Reproduce word for word the part of the Slurm bug thread below from "Here is the" to "slurm_get_auth_ttl (line 1732)".

##### Document section

Didier,
Thank you for your work on this. There was definitely a bug introduced
in Slurm version 15.08.7 if the AuthInfo value in slurmdbd.conf is
different from its value in slurm.conf. Your patch fixes this bug and
will be in version 15.08.8 when released. The commit is here:
https://github.com/SchedMD/slurm/commit/fa4222ecfbf978695cf850c9c3bae4e175e2c09b
Thanks!
On 2016-02-02 07:55, Didier GAZEN wrote:
Hi,
There is a possible bug in the slurm_get_auth_info function
(src/common/slurm_protocol_api.c) that can cause the slurmdbd daemon
to look for the AuthInfo parameter in slurm.conf instead of
slurmdbd.conf when the auth/munge authentication method is used
(AuthType=auth/munge).
Here is the slurmdbd log revealing the problem (debug5() printing
were added in the sources) :
slurmdbd: slurmdbd version 15.08.7 started
slurmdbd: debug2: running rollup at Tue Feb 02 14:20:14 2016
slurmdbd: debug5: in ../../../src/slurmdbd/slurmdbd.c,
_send_slurmctld_register_req (line 690)
slurmdbd: debug5: in ../../../src/common/slurm_protocol_api.c,
slurm_send_node_msg (line 3601)
slurmdbd: debug5: in
../../../../../src/plugins/auth/munge/auth_munge.c, slurm_auth_create
(line 217)
slurmdbd: debug5: in ../../../src/common/slurm_protocol_api.c,
slurm_get_auth_ttl (line 1732)
slurmdbd: debug5: Entering ../../../src/common/slurm_protocol_api.c,
slurm_get_auth_info
slurmdbd: debug: Reading slurm.conf file:
/usr/local/slurm-15-08-7-1/etc/slurm.conf
slurmdbd: error: s_p_parse_file: unable to status file
/usr/local/slurm-15-08-7-1/etc/slurm.conf: No such file or directory,
retrying in 1sec up to 60sec
...

##########
##### Material provided

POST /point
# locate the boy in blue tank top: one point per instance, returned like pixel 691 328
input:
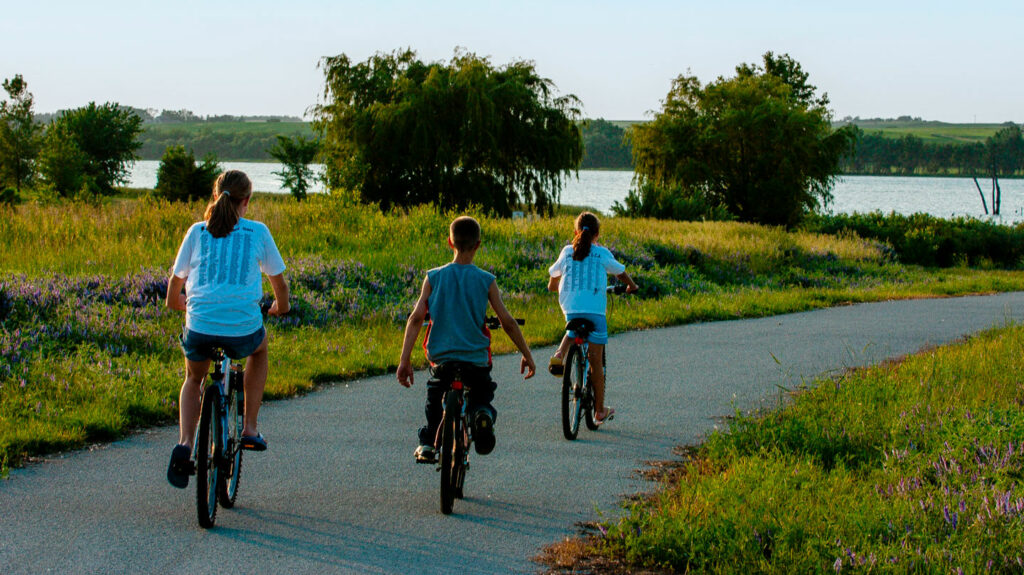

##########

__Full response__:
Here is the slurmdbd log revealing the problem (debug5() printing
were added in the sources) :
slurmdbd: slurmdbd version 15.08.7 started
slurmdbd: debug2: running rollup at Tue Feb 02 14:20:14 2016
slurmdbd: debug5: in ../../../src/slurmdbd/slurmdbd.c,
_send_slurmctld_register_req (line 690)
slurmdbd: debug5: in ../../../src/common/slurm_protocol_api.c,
slurm_send_node_msg (line 3601)
slurmdbd: debug5: in
../../../../../src/plugins/auth/munge/auth_munge.c, slurm_auth_create
(line 217)
slurmdbd: debug5: in ../../../src/common/slurm_protocol_api.c,
slurm_get_auth_ttl (line 1732)